* WHAT TO DO:
Working from the top of the records below, reproduce each line exactly, ending once you have written the line containing "positive clicks: (788, 196)".

* GIVEN RECORDS:

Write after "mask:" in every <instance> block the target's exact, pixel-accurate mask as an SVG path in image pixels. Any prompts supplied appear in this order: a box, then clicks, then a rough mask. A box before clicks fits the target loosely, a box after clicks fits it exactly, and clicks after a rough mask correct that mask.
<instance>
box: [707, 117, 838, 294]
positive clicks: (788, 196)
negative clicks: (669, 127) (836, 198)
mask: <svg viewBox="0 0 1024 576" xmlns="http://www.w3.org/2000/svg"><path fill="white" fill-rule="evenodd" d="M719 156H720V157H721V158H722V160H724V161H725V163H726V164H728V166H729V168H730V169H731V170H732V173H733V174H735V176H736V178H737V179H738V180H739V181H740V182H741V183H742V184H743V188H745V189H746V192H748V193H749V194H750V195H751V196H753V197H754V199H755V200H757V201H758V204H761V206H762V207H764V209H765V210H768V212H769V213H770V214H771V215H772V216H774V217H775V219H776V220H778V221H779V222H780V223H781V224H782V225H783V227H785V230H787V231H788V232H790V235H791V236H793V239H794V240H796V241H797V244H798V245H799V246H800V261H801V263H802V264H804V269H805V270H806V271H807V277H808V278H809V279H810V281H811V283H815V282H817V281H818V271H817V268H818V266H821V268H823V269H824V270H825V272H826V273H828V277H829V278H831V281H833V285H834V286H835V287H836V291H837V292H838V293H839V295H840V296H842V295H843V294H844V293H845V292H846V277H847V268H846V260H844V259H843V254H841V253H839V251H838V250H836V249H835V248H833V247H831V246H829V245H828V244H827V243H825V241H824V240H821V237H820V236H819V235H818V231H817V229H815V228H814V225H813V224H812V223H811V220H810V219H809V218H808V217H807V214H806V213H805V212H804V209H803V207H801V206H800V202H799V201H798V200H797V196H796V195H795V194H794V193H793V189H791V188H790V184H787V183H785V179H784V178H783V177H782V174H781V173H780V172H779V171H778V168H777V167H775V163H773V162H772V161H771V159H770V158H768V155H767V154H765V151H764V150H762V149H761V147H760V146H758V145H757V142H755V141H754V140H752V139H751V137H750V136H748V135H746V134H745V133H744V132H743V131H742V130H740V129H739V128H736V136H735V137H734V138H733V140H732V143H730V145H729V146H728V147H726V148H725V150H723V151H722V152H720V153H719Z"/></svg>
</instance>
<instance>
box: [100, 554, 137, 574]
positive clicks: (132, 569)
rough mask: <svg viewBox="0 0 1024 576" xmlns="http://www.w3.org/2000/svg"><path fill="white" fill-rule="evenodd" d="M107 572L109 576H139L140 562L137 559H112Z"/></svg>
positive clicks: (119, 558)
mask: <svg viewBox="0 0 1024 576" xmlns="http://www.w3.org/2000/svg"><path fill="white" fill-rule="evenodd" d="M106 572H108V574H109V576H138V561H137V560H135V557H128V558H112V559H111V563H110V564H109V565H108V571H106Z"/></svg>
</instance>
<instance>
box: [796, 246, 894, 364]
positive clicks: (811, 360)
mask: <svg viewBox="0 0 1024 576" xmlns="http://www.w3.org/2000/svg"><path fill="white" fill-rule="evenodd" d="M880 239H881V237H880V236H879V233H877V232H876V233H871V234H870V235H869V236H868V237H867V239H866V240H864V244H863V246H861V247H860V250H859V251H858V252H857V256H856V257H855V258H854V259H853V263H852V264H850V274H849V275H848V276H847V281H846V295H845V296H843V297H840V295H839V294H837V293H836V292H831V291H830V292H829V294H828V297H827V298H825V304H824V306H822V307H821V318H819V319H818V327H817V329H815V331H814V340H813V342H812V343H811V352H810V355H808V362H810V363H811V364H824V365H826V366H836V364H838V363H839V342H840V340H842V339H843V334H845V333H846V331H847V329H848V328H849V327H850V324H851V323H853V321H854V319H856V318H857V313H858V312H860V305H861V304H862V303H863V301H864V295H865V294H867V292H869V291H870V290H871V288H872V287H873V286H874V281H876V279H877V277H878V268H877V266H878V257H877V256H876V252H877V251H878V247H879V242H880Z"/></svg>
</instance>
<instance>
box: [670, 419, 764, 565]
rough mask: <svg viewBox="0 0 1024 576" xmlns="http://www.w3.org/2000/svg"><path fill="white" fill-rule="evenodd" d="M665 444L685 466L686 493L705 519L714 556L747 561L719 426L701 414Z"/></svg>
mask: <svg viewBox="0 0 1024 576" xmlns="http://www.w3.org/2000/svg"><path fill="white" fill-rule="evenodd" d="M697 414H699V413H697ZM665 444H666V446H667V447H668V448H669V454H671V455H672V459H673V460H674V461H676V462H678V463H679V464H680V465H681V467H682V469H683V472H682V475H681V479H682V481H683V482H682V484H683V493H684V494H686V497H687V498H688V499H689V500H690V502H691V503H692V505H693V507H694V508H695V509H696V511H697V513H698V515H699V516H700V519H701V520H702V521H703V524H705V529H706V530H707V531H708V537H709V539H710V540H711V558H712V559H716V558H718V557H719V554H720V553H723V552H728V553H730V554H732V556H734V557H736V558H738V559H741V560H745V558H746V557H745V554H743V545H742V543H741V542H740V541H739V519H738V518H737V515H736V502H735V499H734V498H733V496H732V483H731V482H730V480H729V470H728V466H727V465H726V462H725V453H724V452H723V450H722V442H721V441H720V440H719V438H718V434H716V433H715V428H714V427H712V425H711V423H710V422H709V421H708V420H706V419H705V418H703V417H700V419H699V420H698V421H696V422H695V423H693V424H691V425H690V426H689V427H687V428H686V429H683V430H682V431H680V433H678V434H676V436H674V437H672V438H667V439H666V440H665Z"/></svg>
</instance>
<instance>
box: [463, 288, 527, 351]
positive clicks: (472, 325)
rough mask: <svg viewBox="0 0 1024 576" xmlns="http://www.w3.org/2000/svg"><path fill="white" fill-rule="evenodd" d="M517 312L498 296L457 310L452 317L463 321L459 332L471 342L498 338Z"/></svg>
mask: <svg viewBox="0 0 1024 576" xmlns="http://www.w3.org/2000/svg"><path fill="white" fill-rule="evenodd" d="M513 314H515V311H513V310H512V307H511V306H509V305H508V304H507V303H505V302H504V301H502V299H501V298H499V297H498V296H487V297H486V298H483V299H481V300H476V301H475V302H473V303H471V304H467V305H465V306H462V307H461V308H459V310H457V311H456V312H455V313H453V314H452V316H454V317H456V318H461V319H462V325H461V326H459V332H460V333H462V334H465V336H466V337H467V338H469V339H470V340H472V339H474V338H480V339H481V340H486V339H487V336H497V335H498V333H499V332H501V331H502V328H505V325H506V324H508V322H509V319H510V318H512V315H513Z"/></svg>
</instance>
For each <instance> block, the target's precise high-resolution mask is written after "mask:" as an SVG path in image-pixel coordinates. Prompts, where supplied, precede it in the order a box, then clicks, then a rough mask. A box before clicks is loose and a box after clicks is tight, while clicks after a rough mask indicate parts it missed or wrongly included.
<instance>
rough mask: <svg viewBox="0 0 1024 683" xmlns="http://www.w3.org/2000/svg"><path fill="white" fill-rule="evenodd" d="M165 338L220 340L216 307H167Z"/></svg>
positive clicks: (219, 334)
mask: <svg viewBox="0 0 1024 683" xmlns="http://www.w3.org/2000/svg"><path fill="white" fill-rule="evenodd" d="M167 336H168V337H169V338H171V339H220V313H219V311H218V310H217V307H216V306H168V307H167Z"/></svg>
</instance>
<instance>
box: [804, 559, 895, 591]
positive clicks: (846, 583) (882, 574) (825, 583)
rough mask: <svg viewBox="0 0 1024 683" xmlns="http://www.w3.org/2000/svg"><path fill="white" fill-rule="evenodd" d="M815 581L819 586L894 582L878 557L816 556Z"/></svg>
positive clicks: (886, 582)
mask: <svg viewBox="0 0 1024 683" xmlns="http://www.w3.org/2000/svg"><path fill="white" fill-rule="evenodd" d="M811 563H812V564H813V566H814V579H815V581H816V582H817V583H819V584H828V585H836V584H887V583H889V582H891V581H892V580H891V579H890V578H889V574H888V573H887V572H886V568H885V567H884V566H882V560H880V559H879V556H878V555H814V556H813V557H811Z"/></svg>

* ANSWER BOX:
Write after "mask:" in every <instance> block the target's exact, pixel-accurate mask as an SVG path in image pixels. Any prompts supplied appear in this order: a box, then clicks, then a rough mask. A box before clicks fits the target loosely, a box after clicks fits it exactly, and clicks after a rough mask correct that mask.
<instance>
box: [707, 117, 838, 294]
positive clicks: (788, 196)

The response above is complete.